## WHAT THIS TASK INVOLVES:
Repeat each line exactly, leaving nothing out.

Point labeling dataset excerpts
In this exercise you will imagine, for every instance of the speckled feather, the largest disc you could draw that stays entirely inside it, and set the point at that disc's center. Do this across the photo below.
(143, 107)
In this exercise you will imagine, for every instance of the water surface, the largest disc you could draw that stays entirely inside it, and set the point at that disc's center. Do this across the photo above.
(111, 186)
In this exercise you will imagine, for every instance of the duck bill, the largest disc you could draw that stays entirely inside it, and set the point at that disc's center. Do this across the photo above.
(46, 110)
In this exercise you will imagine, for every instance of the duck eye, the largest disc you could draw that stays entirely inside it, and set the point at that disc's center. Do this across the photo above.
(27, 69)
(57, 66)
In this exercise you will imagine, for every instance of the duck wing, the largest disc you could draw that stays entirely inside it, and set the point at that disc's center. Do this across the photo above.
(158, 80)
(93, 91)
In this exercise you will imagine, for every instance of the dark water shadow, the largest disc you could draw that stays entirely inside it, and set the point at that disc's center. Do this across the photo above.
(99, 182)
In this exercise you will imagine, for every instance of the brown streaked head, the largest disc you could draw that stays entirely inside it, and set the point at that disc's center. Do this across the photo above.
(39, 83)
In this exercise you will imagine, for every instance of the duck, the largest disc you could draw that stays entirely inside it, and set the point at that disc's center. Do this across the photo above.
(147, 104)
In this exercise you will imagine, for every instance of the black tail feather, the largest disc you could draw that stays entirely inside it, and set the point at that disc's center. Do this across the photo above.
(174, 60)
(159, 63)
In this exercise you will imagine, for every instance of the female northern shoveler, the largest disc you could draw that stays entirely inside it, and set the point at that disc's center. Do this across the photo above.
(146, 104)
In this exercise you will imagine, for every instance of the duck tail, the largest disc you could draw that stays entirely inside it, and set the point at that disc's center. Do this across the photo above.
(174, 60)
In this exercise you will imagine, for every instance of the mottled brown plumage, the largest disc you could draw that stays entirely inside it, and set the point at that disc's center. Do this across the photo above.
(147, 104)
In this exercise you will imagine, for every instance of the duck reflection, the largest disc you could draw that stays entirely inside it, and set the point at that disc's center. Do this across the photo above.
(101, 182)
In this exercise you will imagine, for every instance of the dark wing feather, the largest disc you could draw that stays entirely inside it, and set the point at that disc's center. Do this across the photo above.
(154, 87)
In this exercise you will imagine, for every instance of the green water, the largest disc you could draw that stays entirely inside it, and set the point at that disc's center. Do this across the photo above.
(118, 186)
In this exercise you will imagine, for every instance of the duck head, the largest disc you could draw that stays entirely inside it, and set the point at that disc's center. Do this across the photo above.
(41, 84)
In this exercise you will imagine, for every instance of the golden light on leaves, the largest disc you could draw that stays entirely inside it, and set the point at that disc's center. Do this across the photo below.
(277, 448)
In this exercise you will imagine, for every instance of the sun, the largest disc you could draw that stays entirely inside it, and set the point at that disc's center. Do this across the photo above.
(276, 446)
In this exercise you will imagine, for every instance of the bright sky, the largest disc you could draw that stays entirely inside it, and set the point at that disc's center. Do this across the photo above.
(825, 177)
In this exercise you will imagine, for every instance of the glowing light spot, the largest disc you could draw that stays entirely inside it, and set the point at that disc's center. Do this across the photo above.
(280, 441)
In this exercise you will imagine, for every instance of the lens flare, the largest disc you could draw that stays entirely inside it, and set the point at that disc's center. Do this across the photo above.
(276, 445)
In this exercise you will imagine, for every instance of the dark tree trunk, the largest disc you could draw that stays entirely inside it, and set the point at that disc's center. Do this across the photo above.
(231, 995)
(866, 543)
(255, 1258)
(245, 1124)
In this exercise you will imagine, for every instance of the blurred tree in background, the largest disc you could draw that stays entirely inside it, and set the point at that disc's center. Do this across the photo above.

## SOLUTION TO THIS TASK:
In this exercise you will imagine, for every instance of the speckled feather, the largest disc you could draw that stays entirely inside it, and set the point at that disc's center. Do this across the photo below.
(143, 107)
In this exercise you will imagine, for every instance of the water surface, the largest disc you could draw that stays entirely inside it, and set the point at that disc's center. Do this across the photo above.
(111, 186)
In this exercise you will imagine, for every instance of the duck bill, the largest disc you could draw that stays entirely inside it, and set the point at that disc's center. Do this across the photo above.
(46, 110)
In this exercise you will imagine, for every instance of the duck eye, the largest disc you could draw that stays entirely inside it, and set the point at that disc's center. Do this across the photo above.
(27, 69)
(57, 66)
In this exercise you will imagine, for every instance of the duck wing, the largest disc you could draw that stays entirely inside it, and set the point at that disc's center. Do this across the photo above.
(158, 80)
(93, 91)
In this exercise you will imagine, for every instance of the dark water shadow, the largest disc you could draw that stays entirely inside it, and set the point at that disc's center. Do this across the photo above.
(99, 182)
In this exercise you will imagine, for every instance of the brown streaked head, the largest disc you could draw that stays entirely inside it, and set the point at that disc's center. Do this across the photo above.
(39, 83)
In this exercise you will imagine, for every instance of the duck, the largest disc you could draw that stays entirely inside it, and set the point at that disc's center. Do this across the photo above.
(147, 104)
In this exercise you will imagine, for every instance of the black tail feather, the largest disc you could draw that stays entirely inside it, and set the point at that disc's center. Do this across the photo above.
(174, 60)
(159, 63)
In this exercise you will imagine, for every instance of the female northern shoveler, the largest disc you could draw that stays entirely inside it, and set the point at that disc's center. Do this across the photo above.
(146, 104)
In this exercise you will imagine, for every instance of the duck tail, the largest disc you could draw that stays entirely inside it, and set the point at that disc's center. Do this across the photo above.
(174, 60)
In this exercise you will imagine, for every instance of the mottled brown plumage, the largest disc you could draw that stays entirely inside it, and set the point at that disc's center. Do this across the photo above.
(147, 104)
In this exercise you will imagine, for every instance of the duck reflection, the largest disc you could draw that stays entirely inside it, and set the point at that disc's center. Do this across the photo above.
(101, 182)
In this exercise you will imagine, for every instance of the dark wing feather, the largest disc you could draw that stays entirely inside it, and set the point at that disc's center. Do this across the photo above.
(154, 87)
In this exercise you will imagine, for every instance of the green water, the largest disc you could draw that stays entirely inside it, and set the point at that disc's center. Do this across the photo above.
(118, 186)
In this exercise you will imagine, for every instance of the duck head, the largest disc you could draw that stays entirely inside it, and set the point at that disc's center. Do this across the photo above.
(41, 84)
In this exercise you will imagine, for every instance of the golden light on leaves, the largest disc you could draw that stays entirely inside it, and set the point at that disc's center. Do this across the photo below.
(277, 448)
In this exercise you will imagine, for every instance of the sun, the largest disc you could draw that stays entirely inside it, and set the point at that disc's center. Do this across the photo above.
(276, 446)
In this exercise you will imagine, for every instance of the bright sky, the largest disc you could draw that stays entirely inside it, and set the point at that disc's center. Do this across the photo above.
(825, 177)
In this exercise you will imagine, for every instance of the glowing light spot, the largest disc you could draw that stays entirely inside it, and set the point at that disc's center. Do this across the photo above.
(280, 441)
In this exercise you will imagine, for every instance of the lens flare, the largest disc you could draw that stays entirely inside it, and set the point at that disc's center. Do this across the photo above.
(276, 445)
In this exercise you will imagine, for every instance of the dark tree trunk, the largest disc you could draw that stays entirely inside it, and set the point at that disc's center. Do this across the photo above.
(231, 995)
(866, 543)
(255, 1258)
(245, 1124)
In this exercise you will imagine, for every instance of the blurred tree in background, the largest disc you could draw that stays entirely inside it, and set the point at that disc's center. Do this across the photo above.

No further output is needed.